WHAT THE TASK REQUIRES> Search the material for the string "green", then report how many lines hold it, with no other text.

⟨

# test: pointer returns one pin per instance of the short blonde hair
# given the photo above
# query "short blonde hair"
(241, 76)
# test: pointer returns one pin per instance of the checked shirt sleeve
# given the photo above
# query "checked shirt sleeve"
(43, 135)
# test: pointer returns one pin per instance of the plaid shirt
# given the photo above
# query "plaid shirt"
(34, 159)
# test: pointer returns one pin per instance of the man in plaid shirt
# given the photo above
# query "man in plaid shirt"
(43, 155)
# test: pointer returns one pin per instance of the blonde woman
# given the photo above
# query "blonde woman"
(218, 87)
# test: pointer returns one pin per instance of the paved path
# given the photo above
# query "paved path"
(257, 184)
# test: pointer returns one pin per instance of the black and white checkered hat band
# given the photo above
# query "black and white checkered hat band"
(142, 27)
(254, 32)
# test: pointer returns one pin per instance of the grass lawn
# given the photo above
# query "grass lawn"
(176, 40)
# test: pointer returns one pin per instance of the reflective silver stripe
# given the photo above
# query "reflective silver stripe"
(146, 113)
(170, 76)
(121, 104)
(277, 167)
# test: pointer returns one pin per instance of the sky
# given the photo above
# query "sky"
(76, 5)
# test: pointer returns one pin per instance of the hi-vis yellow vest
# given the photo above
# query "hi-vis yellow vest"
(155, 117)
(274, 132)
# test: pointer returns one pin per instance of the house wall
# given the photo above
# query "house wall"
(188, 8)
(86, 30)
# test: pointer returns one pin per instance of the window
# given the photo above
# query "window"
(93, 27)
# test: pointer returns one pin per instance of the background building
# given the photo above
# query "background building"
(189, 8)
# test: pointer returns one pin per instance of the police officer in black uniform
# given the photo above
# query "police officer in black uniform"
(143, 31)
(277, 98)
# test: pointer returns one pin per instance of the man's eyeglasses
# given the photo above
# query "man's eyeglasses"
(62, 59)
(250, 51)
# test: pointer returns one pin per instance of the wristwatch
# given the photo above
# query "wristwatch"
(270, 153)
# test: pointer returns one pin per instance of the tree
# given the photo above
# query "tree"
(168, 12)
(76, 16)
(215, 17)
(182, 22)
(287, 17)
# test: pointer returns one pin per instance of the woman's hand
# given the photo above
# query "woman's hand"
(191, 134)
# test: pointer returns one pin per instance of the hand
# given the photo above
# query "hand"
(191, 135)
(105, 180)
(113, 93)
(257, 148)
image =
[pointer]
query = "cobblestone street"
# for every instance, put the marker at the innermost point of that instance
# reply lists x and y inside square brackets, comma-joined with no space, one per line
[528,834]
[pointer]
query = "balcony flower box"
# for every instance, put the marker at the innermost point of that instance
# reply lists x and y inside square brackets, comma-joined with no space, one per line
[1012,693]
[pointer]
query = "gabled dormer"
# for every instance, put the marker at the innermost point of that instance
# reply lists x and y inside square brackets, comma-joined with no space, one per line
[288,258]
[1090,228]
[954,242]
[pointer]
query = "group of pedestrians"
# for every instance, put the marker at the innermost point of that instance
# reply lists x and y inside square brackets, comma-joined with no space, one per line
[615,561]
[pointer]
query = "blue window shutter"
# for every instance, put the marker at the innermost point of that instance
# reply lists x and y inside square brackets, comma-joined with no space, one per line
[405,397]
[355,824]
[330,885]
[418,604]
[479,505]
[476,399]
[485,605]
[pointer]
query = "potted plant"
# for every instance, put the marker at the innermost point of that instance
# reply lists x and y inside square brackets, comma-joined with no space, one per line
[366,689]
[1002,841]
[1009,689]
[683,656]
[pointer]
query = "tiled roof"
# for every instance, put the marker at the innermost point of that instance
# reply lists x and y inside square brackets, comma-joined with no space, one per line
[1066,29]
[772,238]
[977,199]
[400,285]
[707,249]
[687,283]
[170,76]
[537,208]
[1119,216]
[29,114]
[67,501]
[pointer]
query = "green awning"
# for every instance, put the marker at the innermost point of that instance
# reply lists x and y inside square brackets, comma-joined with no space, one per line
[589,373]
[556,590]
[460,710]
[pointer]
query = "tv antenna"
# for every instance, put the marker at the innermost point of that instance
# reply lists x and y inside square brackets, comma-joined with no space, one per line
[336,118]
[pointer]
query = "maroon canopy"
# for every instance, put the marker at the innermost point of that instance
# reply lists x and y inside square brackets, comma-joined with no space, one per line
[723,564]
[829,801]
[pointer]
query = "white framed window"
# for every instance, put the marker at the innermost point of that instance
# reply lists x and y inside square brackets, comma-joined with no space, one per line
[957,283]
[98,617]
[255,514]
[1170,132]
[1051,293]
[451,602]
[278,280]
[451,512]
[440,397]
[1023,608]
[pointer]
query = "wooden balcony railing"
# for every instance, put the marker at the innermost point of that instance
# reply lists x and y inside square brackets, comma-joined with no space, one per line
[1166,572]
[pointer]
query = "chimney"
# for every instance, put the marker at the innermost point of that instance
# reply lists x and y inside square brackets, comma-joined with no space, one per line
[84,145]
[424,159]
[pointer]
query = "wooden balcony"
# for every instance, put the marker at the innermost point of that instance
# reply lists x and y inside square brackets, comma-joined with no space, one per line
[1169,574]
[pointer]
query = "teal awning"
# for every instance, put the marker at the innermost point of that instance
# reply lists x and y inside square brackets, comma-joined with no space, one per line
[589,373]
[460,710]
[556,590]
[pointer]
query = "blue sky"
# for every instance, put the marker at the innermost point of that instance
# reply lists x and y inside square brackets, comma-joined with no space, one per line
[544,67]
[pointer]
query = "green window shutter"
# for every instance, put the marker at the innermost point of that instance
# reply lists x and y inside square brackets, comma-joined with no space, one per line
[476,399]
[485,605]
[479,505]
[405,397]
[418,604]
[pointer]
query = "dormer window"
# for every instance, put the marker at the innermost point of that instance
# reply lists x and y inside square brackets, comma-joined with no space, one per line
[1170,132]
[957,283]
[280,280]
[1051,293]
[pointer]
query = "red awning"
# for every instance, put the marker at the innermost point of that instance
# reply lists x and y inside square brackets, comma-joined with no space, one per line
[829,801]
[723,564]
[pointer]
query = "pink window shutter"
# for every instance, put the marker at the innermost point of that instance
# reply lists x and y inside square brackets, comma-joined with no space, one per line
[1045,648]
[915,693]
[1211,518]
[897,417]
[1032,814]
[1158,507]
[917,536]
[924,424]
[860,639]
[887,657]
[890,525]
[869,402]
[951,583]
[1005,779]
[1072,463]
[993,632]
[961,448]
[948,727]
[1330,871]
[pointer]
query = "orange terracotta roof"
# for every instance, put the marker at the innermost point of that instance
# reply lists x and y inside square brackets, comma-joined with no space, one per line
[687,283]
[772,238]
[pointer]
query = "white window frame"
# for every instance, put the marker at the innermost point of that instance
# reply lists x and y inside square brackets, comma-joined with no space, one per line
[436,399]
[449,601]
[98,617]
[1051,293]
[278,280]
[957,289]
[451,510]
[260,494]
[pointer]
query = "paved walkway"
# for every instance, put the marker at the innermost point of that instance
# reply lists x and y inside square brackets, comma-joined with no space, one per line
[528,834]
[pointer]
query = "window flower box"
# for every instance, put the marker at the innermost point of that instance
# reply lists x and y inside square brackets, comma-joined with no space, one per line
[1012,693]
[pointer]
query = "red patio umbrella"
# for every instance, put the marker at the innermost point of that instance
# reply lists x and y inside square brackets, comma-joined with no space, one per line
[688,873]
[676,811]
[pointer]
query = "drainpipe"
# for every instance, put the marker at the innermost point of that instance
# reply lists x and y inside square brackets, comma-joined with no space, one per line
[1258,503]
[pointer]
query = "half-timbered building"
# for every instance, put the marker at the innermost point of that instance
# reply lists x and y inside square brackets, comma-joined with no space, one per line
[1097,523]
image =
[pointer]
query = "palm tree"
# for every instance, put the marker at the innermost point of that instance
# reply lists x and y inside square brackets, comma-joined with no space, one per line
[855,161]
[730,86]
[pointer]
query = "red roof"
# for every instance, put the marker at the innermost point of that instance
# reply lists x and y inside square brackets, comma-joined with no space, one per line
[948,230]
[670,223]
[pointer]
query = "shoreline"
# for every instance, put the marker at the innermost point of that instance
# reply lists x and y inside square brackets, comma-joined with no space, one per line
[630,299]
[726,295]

⟩

OUTPUT FOR THIS EXERCISE> 2